## REQUIRED ACTION
In the data below, how many lines contain the string "forest"? Give only the number.

[Opening INPUT section]

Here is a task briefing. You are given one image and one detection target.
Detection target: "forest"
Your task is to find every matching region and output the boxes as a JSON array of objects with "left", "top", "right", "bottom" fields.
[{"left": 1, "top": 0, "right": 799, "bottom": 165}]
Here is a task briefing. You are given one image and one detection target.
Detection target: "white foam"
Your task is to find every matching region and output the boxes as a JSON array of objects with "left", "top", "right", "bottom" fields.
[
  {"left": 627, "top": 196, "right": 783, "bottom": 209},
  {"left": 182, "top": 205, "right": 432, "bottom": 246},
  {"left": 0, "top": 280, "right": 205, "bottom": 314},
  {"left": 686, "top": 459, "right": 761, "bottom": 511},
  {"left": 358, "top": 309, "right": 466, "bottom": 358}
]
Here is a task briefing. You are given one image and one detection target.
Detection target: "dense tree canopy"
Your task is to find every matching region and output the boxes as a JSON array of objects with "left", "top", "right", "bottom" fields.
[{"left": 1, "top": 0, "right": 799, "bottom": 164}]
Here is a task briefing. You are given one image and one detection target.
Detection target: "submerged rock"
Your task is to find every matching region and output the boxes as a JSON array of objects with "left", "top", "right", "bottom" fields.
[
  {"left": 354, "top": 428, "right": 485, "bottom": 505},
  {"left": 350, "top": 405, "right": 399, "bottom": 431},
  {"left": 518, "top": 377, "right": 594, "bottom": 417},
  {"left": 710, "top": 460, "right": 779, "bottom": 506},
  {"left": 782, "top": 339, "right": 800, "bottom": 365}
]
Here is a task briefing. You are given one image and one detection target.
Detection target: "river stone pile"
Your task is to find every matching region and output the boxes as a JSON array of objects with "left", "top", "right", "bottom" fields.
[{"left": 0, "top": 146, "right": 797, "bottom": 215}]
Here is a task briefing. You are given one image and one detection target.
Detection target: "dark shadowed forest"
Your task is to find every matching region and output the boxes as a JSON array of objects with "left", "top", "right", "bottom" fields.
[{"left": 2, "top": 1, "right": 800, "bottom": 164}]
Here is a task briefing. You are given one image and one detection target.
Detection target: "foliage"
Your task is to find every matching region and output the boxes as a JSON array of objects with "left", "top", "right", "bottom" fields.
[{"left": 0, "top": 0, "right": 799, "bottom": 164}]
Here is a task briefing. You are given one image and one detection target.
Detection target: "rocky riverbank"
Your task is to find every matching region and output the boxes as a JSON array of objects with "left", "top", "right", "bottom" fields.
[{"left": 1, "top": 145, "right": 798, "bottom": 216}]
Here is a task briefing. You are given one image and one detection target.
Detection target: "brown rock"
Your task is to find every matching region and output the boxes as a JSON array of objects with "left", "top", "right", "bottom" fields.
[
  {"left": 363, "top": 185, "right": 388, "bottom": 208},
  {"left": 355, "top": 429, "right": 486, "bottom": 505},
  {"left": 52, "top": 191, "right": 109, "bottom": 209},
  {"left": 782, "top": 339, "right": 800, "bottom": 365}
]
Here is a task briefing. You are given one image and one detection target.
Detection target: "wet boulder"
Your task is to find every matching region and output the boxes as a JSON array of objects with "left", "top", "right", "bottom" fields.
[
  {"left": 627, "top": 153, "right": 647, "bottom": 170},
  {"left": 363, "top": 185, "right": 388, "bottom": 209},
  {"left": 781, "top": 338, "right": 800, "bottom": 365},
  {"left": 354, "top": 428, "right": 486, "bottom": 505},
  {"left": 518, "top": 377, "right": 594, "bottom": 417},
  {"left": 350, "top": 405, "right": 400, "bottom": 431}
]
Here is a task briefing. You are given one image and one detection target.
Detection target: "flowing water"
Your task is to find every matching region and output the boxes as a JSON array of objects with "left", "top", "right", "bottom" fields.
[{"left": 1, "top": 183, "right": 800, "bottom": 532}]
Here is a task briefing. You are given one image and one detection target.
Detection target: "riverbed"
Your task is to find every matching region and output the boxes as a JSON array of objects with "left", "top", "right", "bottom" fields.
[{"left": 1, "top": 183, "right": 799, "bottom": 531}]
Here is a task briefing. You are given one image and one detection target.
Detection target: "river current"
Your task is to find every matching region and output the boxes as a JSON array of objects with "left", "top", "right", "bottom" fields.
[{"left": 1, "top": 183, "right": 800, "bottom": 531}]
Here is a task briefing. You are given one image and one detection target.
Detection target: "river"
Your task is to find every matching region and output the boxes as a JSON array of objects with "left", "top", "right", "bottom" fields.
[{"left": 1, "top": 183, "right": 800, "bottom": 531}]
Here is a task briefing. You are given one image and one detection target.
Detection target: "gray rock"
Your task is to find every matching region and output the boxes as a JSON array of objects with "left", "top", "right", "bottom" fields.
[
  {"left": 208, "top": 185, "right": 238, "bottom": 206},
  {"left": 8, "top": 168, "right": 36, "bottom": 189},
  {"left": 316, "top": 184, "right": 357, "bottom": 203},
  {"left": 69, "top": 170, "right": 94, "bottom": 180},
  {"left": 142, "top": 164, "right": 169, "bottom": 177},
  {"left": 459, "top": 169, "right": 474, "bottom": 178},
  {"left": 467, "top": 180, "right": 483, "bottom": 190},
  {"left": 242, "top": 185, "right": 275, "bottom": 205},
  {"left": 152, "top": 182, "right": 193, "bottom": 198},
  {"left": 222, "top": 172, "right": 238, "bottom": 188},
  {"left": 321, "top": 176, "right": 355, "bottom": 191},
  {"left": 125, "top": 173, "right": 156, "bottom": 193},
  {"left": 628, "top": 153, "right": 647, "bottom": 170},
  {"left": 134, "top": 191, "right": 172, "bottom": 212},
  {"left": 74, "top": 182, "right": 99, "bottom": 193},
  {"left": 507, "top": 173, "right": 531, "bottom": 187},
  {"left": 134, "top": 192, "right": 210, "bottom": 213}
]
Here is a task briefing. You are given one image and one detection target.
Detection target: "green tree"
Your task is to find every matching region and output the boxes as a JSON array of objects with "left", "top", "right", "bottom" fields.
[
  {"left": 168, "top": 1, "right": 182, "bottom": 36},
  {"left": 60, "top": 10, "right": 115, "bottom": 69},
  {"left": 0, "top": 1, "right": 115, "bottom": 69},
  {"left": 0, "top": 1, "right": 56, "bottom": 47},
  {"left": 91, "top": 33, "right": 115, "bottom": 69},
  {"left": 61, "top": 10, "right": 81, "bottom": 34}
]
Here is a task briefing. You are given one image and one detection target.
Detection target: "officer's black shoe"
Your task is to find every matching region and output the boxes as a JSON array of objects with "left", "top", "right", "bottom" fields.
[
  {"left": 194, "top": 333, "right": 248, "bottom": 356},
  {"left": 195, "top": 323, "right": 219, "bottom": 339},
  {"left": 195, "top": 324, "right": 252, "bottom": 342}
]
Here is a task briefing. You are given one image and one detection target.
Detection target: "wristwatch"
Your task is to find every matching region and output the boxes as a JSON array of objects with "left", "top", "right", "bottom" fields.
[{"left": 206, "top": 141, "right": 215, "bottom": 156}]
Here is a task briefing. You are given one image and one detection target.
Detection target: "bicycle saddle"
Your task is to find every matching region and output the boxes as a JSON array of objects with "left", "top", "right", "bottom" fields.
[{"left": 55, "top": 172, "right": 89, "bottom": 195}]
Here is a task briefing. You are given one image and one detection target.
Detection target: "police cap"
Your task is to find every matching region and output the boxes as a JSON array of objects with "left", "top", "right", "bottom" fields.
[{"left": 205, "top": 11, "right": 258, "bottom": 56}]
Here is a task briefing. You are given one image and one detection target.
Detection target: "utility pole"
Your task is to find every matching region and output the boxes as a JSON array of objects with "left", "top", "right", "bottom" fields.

[Closing INPUT section]

## EXERCISE RESULT
2